_PAGE EXTRACT_
********************

With horror the young man realised that he too would one day grow old, get sick, and die. He understood that continuing to live as he was would only ensure that his suffering was inevitable, and so he decided to give up his station and all its privileges to live the life of a religious ascetic. He left his home, his wife, and his son, to follow a succession of different teachers and disciplines before finally one day attaining enlightenment while sitting beneath a pipal tree. Thereafter he was known as the Buddha (“enlightened one”), and spent the rest of his forty-five years of life teaching his ‘Middle Way’ across Northern India. He is said to have breathed his last breath in a forest grove near Kuśinagara, uttering as he died: “Things that arise from causes will also decay. Press on with due care.”

Distinguishing truth from legend in the traditional stories of the Buddha’s life (there are several versions) is of course all but impossible. What we can say is that the historical figure of Siddhartha Gautama was almost certainly born in Lumbini (in modern-day Nepal) somewhere around the year of 563 BC. He was self-evidently a hugely influential spiritual leader, but he was far from the only one of his time. Indeed, he was near contemporaries with Mahavira, the founder of a non-violent, severely austere movement that in time grew to become Jainism.

********************

_STORED ROWS_
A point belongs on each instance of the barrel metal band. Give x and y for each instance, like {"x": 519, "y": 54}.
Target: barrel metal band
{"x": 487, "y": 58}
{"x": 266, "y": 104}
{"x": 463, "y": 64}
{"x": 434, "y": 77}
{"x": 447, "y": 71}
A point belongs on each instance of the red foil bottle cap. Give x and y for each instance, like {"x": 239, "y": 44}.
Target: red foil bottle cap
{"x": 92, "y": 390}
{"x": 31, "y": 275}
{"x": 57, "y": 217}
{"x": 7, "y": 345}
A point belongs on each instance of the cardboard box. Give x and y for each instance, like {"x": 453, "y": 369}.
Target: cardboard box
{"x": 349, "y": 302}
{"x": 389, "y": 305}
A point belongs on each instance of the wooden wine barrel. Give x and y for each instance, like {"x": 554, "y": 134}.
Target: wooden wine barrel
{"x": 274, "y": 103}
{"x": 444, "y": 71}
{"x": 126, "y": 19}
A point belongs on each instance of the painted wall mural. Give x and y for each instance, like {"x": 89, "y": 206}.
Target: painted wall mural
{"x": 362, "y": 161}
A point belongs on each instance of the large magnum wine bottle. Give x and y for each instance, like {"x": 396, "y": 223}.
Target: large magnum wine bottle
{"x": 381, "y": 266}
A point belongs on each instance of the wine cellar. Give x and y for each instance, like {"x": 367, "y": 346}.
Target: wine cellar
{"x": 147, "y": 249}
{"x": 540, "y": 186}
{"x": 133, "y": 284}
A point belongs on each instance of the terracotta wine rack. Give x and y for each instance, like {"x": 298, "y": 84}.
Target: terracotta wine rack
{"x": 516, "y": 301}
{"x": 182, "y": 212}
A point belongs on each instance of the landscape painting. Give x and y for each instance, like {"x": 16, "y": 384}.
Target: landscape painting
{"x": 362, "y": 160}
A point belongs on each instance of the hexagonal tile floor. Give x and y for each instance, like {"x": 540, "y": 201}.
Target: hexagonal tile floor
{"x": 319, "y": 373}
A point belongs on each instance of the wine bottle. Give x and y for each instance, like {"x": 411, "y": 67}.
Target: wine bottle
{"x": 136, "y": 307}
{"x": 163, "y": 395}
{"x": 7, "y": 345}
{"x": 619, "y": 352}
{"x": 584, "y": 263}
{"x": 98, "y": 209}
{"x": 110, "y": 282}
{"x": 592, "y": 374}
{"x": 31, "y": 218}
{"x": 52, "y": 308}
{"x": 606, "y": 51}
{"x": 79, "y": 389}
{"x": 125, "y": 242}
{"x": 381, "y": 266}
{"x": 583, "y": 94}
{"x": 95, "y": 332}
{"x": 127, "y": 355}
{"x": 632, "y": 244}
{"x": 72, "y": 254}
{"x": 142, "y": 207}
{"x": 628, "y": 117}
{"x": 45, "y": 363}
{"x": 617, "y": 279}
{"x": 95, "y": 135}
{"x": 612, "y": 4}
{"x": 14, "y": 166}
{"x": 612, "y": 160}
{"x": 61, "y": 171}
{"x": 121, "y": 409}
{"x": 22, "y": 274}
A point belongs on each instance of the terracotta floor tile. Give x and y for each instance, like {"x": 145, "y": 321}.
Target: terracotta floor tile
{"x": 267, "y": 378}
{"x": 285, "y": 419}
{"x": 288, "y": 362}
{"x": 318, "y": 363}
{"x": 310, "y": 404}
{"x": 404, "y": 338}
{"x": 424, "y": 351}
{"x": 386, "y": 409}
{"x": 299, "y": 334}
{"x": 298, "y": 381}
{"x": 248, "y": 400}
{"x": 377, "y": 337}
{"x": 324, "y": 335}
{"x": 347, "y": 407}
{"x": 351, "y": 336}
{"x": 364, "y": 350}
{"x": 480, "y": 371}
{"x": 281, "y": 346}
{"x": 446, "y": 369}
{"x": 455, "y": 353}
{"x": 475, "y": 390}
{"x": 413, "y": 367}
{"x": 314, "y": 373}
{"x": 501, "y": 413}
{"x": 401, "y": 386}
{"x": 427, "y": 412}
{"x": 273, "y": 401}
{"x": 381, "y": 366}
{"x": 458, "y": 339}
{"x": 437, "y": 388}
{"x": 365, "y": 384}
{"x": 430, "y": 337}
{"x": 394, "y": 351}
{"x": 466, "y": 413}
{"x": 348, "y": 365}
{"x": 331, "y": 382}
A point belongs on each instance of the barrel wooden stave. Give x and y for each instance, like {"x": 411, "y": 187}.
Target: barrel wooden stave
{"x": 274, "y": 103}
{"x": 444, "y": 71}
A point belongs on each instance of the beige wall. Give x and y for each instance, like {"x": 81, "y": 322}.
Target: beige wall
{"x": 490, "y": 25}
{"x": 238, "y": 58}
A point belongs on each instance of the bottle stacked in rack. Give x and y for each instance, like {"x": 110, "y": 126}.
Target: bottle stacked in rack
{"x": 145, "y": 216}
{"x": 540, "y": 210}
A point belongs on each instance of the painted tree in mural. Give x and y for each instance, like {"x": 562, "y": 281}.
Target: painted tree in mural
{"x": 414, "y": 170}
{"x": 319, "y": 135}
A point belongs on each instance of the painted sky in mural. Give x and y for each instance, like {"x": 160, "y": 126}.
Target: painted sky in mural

********************

Condense the paragraph of the Buddha passage that begins "Distinguishing truth from legend" into a short bulleted list that keeps its main facts. The rows can be set aside for this work.

_PROBLEM SOLUTION_
- Separating truth from legend in the traditional stories of the Buddha's life, which exist in several versions, is all but impossible.
- The historical Siddhartha Gautama was almost certainly born in Lumbini, in modern-day Nepal, around 563 BC.
- He was a hugely influential spiritual leader, but not the only one of his time.
- He was a near contemporary of Mahavira, founder of a non-violent, severely austere movement that later became Jainism.